[Daftar Tugas]
1. Tuliskan kembali dengan persis bagian berita putusan MK yang diawali kata-kata berisi "Jakarta, (pilar.id) –" dan diakhiri "Pers (UU Pers).".
2. Jawab pertanyaan berikut berdasarkan berita putusan MK.
(a) Siapa yang mengajukan uji materi tersebut?
(b) Siapa yang menyatakan bahwa permohonan ditolak untuk seluruhnya?
(c) Pada hari dan tanggal berapa pernyataan itu disampaikan?
3. Sebutkan semua nama orang dan nama kota yang muncul dalam berita putusan MK.

Jakarta, (pilar.id) – Mahkamah Konstitusi (MK) menolak seluruh permohonan pengujian materiil Pasal 15 ayat (2) huruf (d) Undang-Undang Nomor 40 Tahun 1999 tentang Pers (UU Pers).
MK dalam pertimbangan hukumnya menegaskan, secara substansial ketentuan pasal tersebut telah mengakomodir keinginan Pemohon yang mempersoalkan konstitusionalitas fungsi Dewan Pers.
“Menolak Permohonan Pemohon untuk seluruhnya,” kata Ketua MK Anwar Usman, di Jakarta, Kamis (30/3/2023).
Uji materi tersebut diajukan oleh Moch Ojat Sudrajat yang mempersoalkan konstitusionalitas fungsi Dewan Pers dalam memberikan pertimbangan dan mengupayakan penyelesaian pengaduan masyarakat atas kasus-kasus yang berhubungan dengan pemberitaan pers.
MK berpendapat, untuk memahami secara komprehensif ketentuan Pasal 15 ayat huruf d UU Pers, tidak dapat dipisahkan dari norma-norma lainnya.

(Data identifikasi posisi)

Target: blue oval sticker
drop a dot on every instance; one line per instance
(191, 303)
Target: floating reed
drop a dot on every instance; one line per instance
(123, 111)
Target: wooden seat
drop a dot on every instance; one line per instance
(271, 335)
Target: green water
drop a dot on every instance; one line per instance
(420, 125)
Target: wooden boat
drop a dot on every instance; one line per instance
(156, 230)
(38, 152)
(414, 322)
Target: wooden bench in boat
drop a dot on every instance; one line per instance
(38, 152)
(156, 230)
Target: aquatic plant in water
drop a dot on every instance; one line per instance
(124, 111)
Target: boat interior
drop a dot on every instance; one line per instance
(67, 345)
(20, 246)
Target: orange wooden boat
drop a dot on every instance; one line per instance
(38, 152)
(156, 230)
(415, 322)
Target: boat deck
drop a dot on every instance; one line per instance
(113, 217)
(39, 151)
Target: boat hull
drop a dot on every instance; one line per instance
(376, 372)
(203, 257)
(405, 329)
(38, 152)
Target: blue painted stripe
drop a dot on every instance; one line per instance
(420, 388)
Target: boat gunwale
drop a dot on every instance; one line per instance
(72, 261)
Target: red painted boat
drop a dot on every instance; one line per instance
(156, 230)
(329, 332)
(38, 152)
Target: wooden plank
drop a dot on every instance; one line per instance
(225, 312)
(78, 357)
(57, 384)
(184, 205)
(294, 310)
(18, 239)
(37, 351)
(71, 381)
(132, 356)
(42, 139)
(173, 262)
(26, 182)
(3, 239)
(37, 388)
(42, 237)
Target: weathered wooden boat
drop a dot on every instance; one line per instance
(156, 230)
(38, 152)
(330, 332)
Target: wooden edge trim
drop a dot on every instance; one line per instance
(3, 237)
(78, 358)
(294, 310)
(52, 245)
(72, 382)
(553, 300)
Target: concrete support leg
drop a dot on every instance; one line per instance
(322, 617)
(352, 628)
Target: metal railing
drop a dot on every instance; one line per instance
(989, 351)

[Jawaban per Tugas]
1.
Jakarta, (pilar.id) – Mahkamah Konstitusi (MK) menolak seluruh permohonan pengujian materiil Pasal 15 ayat (2) huruf (d) Undang-Undang Nomor 40 Tahun 1999 tentang Pers (UU Pers).

2.
(a) Moch Ojat Sudrajat.
(b) Ketua MK Anwar Usman.
(c) Kamis, 30 Maret 2023 (30/3/2023).

3. Jakarta, Anwar Usman, Moch Ojat Sudrajat